(Records from a point labeling set)

>> Start

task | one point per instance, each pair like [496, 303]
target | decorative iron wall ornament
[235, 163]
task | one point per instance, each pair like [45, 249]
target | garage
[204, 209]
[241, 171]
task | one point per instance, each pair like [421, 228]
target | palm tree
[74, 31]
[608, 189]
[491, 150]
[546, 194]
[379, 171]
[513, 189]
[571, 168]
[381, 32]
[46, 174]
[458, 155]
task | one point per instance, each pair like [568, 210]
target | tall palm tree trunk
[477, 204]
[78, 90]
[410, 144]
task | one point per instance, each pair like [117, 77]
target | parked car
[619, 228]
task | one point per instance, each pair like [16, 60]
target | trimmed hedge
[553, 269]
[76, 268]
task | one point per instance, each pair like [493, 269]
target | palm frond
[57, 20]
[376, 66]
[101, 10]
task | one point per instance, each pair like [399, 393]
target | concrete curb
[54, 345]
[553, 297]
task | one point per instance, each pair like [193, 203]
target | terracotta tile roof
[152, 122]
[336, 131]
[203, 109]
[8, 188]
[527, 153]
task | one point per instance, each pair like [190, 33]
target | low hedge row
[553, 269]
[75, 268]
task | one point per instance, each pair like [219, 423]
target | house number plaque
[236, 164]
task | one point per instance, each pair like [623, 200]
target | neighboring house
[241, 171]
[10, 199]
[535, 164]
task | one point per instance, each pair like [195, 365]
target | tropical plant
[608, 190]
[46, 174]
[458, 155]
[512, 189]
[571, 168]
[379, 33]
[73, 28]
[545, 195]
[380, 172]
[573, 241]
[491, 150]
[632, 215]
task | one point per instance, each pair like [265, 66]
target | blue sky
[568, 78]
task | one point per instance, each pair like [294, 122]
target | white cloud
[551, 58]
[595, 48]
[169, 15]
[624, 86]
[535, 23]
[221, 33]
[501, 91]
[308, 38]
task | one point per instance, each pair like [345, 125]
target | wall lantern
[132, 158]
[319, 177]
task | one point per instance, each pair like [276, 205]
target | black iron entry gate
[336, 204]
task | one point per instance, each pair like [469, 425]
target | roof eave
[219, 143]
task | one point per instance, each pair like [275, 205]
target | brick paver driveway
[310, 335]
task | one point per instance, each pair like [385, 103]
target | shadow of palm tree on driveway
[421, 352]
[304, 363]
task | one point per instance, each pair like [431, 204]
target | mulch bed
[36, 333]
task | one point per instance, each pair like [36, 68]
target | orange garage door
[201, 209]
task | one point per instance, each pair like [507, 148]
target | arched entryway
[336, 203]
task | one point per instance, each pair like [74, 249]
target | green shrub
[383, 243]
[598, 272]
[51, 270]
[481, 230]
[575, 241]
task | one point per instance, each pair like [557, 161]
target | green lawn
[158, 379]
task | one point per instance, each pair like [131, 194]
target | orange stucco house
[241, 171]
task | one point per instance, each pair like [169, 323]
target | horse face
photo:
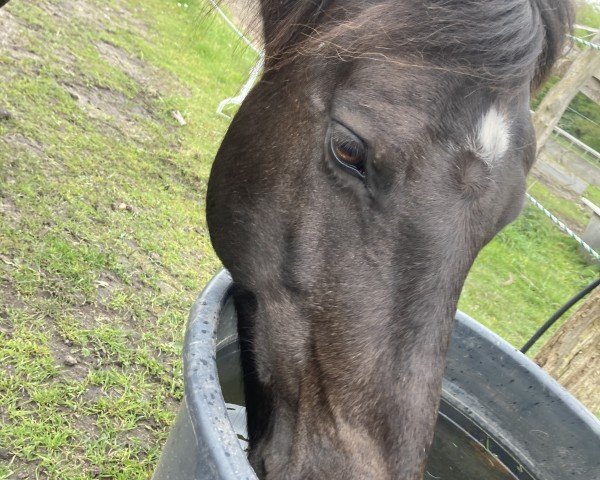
[348, 200]
[351, 205]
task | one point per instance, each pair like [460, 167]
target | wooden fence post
[572, 355]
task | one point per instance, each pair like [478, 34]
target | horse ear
[557, 19]
[286, 23]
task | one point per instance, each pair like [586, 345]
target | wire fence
[564, 228]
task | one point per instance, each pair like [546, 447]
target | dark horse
[387, 142]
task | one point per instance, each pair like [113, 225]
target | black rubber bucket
[501, 416]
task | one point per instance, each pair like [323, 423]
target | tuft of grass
[592, 193]
[524, 275]
[103, 241]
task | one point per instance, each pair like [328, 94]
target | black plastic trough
[501, 416]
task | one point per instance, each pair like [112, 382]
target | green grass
[523, 276]
[103, 242]
[592, 193]
[573, 214]
[587, 14]
[82, 277]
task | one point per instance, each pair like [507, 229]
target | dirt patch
[15, 37]
[105, 18]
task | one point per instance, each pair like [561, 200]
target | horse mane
[502, 42]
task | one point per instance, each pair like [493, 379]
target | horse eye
[349, 151]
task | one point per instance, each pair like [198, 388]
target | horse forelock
[502, 43]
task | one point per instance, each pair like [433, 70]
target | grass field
[103, 243]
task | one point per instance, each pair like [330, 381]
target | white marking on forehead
[493, 135]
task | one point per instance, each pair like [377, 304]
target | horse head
[386, 143]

>> End

» **WHAT IS BEING ASKED**
Return to the listing above and set it down exactly, leaving out its pictures.

» **SOLVED EXERCISE**
task | one point per instance, each pair like [496, 303]
target | decorative iron wall ornament
[235, 163]
task | one point per instance, each pair like [45, 249]
target | garage
[204, 209]
[241, 171]
task | one point per instance, each pair like [421, 228]
target | palm tree
[74, 31]
[608, 189]
[491, 150]
[546, 194]
[379, 171]
[513, 189]
[571, 168]
[381, 32]
[46, 174]
[458, 155]
task | one point per instance, each pair like [568, 210]
target | tall palm tree trunk
[477, 204]
[78, 90]
[410, 144]
task | one point per instance, each pair like [117, 77]
target | parked car
[619, 228]
task | one point per instance, each pair like [16, 60]
target | trimmed hedge
[553, 269]
[76, 268]
task | one point per instance, each pair like [493, 269]
target | palm frond
[57, 20]
[376, 66]
[101, 10]
task | one point per instance, each pair like [399, 393]
target | concrete curb
[54, 345]
[553, 297]
task | one point per instance, each pair like [193, 203]
target | terracotta tile roof
[152, 122]
[336, 131]
[203, 109]
[8, 188]
[527, 153]
task | one point per instance, each pair like [190, 33]
target | low hedge row
[553, 269]
[75, 268]
task | one point per instance, each pair like [219, 423]
target | house number plaque
[236, 164]
task | one point per instance, each pair like [623, 200]
target | neighboring house
[241, 171]
[10, 199]
[535, 164]
task | one point per instance, each pair like [195, 365]
target | tropical plant
[608, 190]
[46, 174]
[458, 155]
[512, 189]
[571, 168]
[379, 33]
[73, 28]
[545, 195]
[380, 172]
[573, 241]
[491, 150]
[632, 215]
task | one point per instance, each pair like [265, 66]
target | blue sky
[568, 78]
task | one point per instance, each pair like [294, 122]
target | white cloud
[551, 58]
[595, 48]
[169, 15]
[624, 86]
[535, 23]
[221, 33]
[501, 91]
[308, 38]
task | one point per instance, each pair like [345, 125]
target | wall lantern
[132, 158]
[319, 177]
task | one point per instance, each pair like [276, 205]
target | black iron entry gate
[336, 204]
task | one point per instance, each pair like [469, 425]
target | roof eave
[219, 143]
task | one point per instance, each pair like [275, 205]
target | brick paver driveway
[310, 335]
task | one point per instance, each pair like [385, 103]
target | shadow of palm tree on driveway
[421, 352]
[304, 363]
task | one point per instance, each pair like [431, 204]
target | mulch bed
[36, 333]
task | one point per instance, each pair like [36, 68]
target | orange garage door
[201, 209]
task | one point per instance, each pair like [507, 148]
target | arched entryway
[336, 203]
task | one point per instance, each pair like [74, 249]
target | green shrub
[383, 243]
[598, 272]
[51, 270]
[481, 230]
[575, 241]
task | one point per instance, each pair like [557, 161]
target | green lawn
[158, 379]
task | one point per instance, each pair like [131, 194]
target | orange stucco house
[241, 171]
task | one point per instance, each pair like [169, 323]
target | horse face
photo:
[348, 200]
[351, 205]
task | one point per instance, each pair like [460, 167]
target | wooden fence post
[572, 355]
task | one point per instance, each pair like [478, 34]
target | horse ear
[557, 19]
[286, 23]
task | one point per instance, each pair like [586, 345]
target | wire fence
[564, 228]
task | one point per instance, each pair like [546, 447]
target | dark horse
[387, 142]
task | one point per instance, each pair like [113, 225]
target | black rubber bucket
[501, 416]
task | one point per instance, each pair like [323, 423]
target | tuft of grass
[592, 193]
[524, 275]
[103, 241]
task | one point per instance, each pair like [328, 94]
target | black plastic trough
[501, 416]
task | one point per instance, each pair like [112, 382]
target | green grass
[523, 276]
[103, 242]
[592, 193]
[573, 214]
[587, 14]
[82, 277]
task | one point per instance, each pair like [507, 229]
target | dirt patch
[15, 37]
[105, 18]
task | one point per instance, each pair like [561, 200]
target | horse mane
[502, 42]
task | one point per instance, each pair like [493, 379]
target | horse eye
[349, 151]
task | one point per instance, each pair like [198, 388]
target | horse forelock
[502, 43]
task | one point per instance, each pair like [433, 70]
target | grass field
[103, 243]
task | one point per instance, each pair like [330, 381]
target | white marking on forehead
[493, 135]
task | one point per instance, each pair like [377, 304]
target | horse head
[386, 143]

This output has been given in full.